What you need to do |
The lines needed are those below that contain the word "background"; copy each one.

Dataset entries |
○ ○ ○ ○ ○
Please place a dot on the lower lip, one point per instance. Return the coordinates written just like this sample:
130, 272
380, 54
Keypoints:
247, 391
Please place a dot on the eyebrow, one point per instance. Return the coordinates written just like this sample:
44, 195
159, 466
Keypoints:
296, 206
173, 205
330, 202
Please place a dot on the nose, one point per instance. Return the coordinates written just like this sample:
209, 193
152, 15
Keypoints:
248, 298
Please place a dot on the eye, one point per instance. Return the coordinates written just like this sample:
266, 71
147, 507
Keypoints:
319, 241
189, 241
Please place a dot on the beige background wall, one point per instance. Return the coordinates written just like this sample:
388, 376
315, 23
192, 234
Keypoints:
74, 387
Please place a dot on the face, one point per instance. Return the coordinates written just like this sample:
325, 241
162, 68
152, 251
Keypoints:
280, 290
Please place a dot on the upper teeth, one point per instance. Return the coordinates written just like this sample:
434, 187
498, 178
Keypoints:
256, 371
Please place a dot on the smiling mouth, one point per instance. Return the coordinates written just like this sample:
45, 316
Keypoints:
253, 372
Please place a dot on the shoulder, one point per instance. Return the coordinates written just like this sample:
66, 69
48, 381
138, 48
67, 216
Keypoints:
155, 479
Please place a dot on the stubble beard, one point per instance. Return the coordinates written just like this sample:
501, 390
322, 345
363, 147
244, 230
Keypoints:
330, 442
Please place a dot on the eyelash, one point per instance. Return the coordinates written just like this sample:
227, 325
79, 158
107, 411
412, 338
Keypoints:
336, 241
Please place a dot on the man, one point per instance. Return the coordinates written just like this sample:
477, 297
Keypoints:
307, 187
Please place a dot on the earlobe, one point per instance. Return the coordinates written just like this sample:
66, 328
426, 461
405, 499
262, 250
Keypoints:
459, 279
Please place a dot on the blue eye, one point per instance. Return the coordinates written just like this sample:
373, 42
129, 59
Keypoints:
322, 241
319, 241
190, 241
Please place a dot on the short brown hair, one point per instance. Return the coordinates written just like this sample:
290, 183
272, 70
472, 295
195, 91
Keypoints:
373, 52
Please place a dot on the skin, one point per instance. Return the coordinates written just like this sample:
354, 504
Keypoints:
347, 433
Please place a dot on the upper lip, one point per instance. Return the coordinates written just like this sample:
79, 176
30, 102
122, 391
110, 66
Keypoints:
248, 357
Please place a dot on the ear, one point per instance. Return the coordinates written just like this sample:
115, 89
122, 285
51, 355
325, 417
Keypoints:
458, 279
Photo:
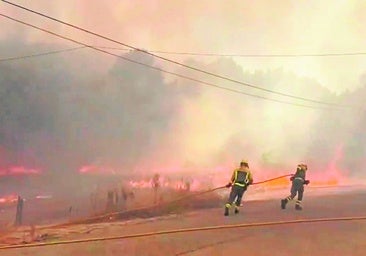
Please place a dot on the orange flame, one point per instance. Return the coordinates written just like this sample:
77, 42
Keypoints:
19, 170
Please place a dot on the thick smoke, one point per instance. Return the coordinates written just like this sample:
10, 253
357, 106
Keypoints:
62, 112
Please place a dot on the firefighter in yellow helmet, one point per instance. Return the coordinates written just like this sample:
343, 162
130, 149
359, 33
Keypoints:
297, 188
240, 180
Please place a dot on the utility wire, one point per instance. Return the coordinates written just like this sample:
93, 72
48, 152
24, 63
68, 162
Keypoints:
207, 54
160, 69
41, 54
177, 53
173, 61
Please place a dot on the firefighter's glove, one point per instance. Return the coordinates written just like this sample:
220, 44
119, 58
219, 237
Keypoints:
228, 185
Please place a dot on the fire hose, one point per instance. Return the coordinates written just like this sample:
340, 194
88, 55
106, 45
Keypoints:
110, 216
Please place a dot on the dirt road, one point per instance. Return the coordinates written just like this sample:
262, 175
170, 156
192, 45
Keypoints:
326, 238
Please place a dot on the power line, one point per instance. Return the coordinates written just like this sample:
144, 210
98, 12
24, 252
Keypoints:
41, 54
246, 55
173, 61
160, 69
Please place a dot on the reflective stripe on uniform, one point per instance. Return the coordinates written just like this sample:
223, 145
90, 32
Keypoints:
245, 180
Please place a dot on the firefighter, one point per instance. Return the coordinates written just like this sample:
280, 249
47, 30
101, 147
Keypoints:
297, 188
240, 180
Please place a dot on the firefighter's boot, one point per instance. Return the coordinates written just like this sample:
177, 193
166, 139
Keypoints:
226, 213
283, 203
298, 205
236, 210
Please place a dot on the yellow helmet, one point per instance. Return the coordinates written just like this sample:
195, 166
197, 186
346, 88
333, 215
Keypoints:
244, 162
302, 166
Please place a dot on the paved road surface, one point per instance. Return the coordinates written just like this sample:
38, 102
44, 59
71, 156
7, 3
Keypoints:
329, 238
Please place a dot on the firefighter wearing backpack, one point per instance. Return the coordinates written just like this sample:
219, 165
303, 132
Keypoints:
297, 188
240, 180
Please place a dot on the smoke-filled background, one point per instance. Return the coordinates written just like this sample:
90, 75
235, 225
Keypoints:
81, 110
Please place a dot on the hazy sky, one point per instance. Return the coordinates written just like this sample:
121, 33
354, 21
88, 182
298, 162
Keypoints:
206, 126
242, 27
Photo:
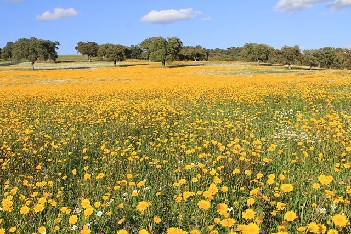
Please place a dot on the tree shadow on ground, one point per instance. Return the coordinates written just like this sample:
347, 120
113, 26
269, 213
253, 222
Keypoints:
6, 64
185, 65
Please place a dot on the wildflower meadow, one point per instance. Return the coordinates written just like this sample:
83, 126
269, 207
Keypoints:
194, 148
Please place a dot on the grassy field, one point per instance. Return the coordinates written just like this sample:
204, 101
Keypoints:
195, 148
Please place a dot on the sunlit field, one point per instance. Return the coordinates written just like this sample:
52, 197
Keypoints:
194, 148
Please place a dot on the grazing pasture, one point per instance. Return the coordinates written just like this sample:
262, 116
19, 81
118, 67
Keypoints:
193, 148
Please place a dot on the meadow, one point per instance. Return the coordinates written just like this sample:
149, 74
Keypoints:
196, 148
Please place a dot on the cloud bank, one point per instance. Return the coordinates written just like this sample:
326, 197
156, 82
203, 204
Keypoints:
295, 5
13, 1
340, 4
57, 14
169, 16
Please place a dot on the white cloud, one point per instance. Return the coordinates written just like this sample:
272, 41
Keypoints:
57, 14
294, 5
169, 16
340, 4
207, 18
14, 1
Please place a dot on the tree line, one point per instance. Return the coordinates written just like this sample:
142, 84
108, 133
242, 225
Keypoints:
160, 49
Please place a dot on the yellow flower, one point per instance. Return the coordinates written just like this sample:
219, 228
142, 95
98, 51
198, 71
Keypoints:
290, 216
281, 206
24, 210
316, 186
142, 206
88, 211
286, 188
39, 207
250, 201
122, 231
248, 214
42, 229
204, 204
325, 179
173, 230
73, 219
143, 231
157, 219
340, 220
85, 230
228, 222
251, 228
194, 231
313, 227
332, 231
222, 208
85, 203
○ ○ ○ ○ ○
Answer below |
Please place a dot on the beige background wall, one point per instance. Return the coordinates written just like this sample:
Please place a dot on the smoke-filled background, one point per instance. Return the coordinates written just like this sample:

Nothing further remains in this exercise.